TASK OBJECTIVE :: Report each line in the records below that contains the string "Drop". Copy those lines in full, and treat uppercase and lowercase as different.

DATA ROWS ::
Start

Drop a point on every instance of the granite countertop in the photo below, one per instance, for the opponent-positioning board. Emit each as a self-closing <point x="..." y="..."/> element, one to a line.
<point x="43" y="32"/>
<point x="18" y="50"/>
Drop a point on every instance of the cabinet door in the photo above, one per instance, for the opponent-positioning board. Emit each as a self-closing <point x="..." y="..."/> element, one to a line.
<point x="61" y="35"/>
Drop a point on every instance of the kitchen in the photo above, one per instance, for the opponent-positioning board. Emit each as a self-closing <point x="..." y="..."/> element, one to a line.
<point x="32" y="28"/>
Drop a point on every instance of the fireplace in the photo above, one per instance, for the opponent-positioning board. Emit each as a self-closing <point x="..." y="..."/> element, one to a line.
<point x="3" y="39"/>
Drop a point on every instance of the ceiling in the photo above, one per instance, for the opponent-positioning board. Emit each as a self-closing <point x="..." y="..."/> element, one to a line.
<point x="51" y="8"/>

End
Start

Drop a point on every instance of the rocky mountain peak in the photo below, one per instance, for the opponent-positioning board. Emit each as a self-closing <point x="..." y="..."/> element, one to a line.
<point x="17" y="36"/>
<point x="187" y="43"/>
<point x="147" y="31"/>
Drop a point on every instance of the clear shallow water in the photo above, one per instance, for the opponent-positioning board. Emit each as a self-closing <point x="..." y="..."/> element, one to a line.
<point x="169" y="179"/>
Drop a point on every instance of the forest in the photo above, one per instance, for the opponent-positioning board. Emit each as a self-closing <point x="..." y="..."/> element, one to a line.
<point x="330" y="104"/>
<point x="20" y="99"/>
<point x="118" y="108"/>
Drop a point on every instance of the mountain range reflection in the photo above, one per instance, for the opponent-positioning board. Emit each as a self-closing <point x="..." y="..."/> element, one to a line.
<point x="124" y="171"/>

End

CORRECT ANSWER ::
Drop a point on every instance of the granite countertop in the photo below, one per instance, for the opponent-positioning board. Emit each as a self-closing <point x="..." y="..."/> element, one to a line.
Drop a point on every instance of the cabinet door in the photo above, one per instance, for the opponent-positioning board. Emit each as a self-closing <point x="..." y="..."/> element, one to a line.
Drop a point on every instance of the kitchen in the photo above, one per instance, for the opponent-positioning board. Emit each as a self-closing <point x="..." y="..."/> element, one to a line.
Drop a point on every instance of the fireplace in the photo above, one per instance, for the opponent-positioning board. Emit each as a self-closing <point x="..." y="..."/> element, one to a line.
Drop a point on every instance of the ceiling in the photo above, one per instance, for the opponent-positioning board. Emit each as a self-closing <point x="..." y="..."/> element, one to a line.
Drop a point on every instance of the rocky mountain peak in the photo below, one per instance, for the opponent-positioning board. Emit each as a self-closing <point x="..." y="..."/> element, one to a line.
Drop a point on every instance of the clear shallow water in the photo above, one per instance, for the opponent-positioning board. Emit each as a self-closing <point x="..." y="..."/> element, one to a line.
Drop a point on every instance of the forest in the photo above, one per instance, for the opponent-positioning board. Emit each as a self-closing <point x="..." y="..."/> element, one to a line.
Drop a point on every instance of the mountain range reflection in the photo above, one per instance, for the opponent-positioning board. Emit each as a self-closing <point x="..." y="..."/> element, one to a line.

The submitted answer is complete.